_Extracted entries:_
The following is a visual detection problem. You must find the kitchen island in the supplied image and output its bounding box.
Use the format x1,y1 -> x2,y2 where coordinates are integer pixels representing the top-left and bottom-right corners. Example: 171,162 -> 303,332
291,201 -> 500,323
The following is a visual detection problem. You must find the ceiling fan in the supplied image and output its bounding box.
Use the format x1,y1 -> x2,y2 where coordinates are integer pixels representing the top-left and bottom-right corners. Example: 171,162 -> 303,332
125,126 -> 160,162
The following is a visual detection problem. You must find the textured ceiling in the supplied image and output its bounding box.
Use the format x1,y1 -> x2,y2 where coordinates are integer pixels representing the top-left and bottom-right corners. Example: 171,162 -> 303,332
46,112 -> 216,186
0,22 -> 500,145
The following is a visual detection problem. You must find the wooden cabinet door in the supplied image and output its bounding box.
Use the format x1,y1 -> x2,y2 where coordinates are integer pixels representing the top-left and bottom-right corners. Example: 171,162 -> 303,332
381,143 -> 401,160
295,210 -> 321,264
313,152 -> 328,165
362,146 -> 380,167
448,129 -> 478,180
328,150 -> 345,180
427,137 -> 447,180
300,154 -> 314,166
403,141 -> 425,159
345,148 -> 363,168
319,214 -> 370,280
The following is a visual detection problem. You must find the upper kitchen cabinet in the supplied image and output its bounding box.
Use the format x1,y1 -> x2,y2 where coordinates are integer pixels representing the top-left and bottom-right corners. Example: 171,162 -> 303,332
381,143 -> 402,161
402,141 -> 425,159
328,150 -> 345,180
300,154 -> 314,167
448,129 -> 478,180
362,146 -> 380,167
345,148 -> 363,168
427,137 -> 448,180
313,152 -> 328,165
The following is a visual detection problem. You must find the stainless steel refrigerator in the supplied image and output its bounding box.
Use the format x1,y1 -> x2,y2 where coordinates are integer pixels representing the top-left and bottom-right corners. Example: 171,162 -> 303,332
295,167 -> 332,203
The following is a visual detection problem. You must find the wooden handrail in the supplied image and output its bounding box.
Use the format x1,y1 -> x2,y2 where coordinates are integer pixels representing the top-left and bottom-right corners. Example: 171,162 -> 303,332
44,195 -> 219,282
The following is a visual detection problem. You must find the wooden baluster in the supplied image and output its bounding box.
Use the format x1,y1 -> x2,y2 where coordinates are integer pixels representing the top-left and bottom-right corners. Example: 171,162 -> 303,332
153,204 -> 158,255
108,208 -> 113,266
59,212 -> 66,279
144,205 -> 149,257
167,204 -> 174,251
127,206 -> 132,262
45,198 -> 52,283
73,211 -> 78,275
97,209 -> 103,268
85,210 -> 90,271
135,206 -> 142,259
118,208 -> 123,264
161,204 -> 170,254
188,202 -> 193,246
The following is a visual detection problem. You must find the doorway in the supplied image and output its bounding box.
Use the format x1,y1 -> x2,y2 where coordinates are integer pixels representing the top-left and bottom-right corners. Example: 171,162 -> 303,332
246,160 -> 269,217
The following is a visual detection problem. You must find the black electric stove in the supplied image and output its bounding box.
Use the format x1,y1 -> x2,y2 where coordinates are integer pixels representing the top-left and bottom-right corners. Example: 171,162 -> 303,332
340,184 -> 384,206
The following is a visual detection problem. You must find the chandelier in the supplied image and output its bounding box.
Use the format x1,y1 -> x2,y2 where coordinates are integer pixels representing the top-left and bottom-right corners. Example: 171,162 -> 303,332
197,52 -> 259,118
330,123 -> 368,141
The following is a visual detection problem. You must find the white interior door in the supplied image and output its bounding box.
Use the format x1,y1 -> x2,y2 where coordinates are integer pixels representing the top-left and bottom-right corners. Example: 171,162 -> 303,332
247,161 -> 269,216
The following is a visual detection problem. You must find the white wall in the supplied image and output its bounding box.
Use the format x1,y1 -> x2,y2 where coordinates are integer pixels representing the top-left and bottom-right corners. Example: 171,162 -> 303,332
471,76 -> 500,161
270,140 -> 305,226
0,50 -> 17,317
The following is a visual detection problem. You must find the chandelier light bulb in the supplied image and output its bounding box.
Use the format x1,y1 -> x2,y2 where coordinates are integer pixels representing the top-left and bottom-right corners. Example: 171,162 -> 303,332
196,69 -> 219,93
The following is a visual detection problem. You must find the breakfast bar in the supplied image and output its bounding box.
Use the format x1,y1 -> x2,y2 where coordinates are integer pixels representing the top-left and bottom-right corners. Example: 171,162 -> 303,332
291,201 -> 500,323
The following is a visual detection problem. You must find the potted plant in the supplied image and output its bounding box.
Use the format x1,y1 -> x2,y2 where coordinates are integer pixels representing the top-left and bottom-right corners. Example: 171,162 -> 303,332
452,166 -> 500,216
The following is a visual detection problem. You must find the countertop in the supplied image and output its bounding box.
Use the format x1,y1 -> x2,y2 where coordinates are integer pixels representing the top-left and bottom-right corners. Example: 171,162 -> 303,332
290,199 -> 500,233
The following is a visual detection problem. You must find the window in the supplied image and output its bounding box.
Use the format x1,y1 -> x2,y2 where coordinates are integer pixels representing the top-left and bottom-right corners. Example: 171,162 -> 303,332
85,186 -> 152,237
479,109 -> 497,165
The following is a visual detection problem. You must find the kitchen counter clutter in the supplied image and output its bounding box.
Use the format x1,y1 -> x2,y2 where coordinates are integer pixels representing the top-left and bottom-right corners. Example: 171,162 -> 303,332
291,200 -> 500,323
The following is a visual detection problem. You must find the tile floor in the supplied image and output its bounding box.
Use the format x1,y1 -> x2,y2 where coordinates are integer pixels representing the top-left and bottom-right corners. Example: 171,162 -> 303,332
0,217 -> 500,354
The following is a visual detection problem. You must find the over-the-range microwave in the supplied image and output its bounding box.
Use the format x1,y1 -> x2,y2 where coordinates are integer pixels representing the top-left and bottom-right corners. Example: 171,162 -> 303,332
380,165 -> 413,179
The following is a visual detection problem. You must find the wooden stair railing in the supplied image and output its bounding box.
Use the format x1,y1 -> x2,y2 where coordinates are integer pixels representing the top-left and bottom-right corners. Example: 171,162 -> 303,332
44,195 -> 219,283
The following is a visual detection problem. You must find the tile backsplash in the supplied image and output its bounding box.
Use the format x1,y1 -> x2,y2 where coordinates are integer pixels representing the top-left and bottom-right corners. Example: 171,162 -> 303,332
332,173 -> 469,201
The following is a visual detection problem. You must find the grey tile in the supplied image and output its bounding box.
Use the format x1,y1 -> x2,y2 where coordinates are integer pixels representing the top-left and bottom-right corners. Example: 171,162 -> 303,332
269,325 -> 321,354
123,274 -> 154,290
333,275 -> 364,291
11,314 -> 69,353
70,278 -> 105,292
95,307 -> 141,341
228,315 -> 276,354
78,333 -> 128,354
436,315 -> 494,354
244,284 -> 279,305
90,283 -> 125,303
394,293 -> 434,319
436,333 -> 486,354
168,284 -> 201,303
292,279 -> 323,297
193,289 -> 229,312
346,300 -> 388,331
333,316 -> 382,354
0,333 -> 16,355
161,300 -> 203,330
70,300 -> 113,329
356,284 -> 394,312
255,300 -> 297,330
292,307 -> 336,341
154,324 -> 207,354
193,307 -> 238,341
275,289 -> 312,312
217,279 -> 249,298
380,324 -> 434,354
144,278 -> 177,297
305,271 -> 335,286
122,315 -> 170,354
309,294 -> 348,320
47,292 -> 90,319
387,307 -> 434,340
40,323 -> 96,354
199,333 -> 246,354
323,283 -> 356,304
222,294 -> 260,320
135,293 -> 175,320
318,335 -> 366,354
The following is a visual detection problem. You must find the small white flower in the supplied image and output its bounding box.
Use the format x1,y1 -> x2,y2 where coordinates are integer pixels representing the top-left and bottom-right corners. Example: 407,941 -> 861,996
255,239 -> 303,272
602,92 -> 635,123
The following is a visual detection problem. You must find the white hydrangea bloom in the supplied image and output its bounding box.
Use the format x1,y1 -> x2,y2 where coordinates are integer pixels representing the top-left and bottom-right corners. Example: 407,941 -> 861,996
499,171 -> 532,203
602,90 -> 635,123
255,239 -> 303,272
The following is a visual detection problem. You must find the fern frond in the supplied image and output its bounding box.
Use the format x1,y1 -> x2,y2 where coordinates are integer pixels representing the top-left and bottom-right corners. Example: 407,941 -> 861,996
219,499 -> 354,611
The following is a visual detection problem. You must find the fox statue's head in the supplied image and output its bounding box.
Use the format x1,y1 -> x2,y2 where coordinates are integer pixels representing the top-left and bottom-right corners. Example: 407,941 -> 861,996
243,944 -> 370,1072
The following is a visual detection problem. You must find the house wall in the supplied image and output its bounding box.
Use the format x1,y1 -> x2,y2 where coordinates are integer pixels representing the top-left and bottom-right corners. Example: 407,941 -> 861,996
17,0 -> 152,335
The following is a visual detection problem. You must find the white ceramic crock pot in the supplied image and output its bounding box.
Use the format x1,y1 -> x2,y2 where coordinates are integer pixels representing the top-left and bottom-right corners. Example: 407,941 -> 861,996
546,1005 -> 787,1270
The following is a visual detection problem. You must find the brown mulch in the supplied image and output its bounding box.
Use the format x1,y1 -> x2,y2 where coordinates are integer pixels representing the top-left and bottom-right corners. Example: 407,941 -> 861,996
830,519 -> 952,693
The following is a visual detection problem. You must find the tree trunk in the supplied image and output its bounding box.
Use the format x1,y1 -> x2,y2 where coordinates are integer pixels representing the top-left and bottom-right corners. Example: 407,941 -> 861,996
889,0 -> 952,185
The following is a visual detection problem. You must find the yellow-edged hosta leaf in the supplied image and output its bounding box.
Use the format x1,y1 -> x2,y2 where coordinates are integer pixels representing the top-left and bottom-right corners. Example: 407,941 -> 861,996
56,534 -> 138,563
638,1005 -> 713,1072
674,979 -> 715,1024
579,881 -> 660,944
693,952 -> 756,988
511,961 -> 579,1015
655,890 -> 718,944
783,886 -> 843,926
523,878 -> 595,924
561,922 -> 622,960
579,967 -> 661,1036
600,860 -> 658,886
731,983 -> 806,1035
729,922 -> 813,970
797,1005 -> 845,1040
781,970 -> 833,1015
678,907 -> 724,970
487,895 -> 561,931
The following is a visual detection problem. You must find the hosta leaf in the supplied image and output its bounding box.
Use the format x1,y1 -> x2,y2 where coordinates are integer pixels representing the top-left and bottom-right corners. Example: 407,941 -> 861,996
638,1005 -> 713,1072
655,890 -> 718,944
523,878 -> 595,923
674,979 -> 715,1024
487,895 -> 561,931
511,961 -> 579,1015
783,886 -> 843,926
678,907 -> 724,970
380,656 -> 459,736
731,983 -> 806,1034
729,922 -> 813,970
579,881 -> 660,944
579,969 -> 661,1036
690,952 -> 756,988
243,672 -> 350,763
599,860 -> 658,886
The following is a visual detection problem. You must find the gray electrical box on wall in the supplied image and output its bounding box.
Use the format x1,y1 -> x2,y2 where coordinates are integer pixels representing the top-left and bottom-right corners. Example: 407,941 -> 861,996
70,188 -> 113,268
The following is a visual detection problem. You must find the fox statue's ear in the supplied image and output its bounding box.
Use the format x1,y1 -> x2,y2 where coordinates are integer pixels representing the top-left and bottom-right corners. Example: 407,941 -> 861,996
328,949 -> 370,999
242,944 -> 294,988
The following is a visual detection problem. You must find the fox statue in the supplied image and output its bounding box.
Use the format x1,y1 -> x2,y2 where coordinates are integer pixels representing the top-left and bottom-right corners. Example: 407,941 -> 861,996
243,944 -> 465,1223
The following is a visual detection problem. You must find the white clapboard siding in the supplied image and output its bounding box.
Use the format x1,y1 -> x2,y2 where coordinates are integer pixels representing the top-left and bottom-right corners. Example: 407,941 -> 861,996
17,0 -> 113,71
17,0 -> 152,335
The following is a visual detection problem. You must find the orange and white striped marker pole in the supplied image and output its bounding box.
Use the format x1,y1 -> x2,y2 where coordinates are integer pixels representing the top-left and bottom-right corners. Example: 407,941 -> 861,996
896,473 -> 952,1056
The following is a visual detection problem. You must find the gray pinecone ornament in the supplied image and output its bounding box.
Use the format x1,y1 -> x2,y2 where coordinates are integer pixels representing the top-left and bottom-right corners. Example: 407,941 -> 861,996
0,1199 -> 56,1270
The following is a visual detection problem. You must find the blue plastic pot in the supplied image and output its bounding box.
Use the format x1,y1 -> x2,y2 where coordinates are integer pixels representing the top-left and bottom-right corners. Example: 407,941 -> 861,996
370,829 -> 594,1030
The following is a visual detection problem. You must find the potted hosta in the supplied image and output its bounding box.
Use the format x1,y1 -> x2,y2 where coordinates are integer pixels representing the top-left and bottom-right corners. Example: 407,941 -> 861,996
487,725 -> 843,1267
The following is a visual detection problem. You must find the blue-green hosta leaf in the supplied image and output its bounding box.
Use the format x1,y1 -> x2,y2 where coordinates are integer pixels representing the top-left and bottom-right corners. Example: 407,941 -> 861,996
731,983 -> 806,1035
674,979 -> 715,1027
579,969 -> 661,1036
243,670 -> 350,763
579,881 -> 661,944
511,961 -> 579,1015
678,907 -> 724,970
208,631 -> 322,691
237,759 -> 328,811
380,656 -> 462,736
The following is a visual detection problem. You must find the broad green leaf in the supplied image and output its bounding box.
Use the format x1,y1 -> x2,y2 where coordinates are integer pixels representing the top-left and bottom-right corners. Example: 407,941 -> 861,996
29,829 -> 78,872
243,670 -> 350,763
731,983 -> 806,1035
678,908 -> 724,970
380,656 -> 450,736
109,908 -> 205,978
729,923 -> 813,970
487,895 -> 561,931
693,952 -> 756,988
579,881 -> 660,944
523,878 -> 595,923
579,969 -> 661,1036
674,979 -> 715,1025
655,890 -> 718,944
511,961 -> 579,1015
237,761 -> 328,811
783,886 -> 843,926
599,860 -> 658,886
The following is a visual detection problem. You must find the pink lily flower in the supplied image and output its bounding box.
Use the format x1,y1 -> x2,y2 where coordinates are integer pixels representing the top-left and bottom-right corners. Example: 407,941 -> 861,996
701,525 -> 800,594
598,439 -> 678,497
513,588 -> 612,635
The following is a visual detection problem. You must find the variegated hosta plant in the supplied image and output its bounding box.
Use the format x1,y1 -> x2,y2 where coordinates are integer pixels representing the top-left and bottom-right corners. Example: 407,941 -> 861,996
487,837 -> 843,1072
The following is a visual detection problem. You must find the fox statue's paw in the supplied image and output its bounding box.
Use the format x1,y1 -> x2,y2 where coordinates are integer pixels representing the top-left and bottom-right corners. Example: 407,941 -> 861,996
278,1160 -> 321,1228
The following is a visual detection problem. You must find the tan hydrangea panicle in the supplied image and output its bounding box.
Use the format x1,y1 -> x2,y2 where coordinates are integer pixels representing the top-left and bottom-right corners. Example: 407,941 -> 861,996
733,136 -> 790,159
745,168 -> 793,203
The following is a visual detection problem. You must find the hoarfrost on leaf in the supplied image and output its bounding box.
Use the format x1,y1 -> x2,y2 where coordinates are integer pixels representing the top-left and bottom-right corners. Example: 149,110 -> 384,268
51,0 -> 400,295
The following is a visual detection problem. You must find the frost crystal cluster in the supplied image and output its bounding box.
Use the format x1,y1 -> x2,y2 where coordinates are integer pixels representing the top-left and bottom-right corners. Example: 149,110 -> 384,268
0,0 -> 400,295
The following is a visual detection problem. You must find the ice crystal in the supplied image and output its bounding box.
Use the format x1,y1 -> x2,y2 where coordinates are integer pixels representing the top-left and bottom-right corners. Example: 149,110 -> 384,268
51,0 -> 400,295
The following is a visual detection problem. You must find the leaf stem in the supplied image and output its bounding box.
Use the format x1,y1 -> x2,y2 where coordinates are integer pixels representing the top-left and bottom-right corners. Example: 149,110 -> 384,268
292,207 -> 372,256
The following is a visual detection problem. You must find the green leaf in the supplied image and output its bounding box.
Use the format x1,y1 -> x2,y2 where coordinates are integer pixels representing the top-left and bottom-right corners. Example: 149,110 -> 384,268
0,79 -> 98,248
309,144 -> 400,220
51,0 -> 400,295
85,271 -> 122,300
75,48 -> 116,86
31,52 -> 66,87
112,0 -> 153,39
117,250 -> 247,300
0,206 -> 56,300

_Exercise:_ Shift every bounding-box coordinate in the answers by adding -117 to it, and write out all lines between the lines holding "find the grey" and "70,278 -> 105,292", inclusive. Keep every other line in that span as it is.

_Output for this exercise:_
The following is a visual detection problem. You must find the grey tile in the supplied image and output its bounding box.
Use the format x1,y1 -> x2,y2 where coordinates are integer pixels representing the top-left and bottom-right corners. Example: 171,162 -> 303,332
152,208 -> 204,237
6,157 -> 37,173
216,158 -> 247,174
-106,197 -> -48,236
-47,161 -> -12,175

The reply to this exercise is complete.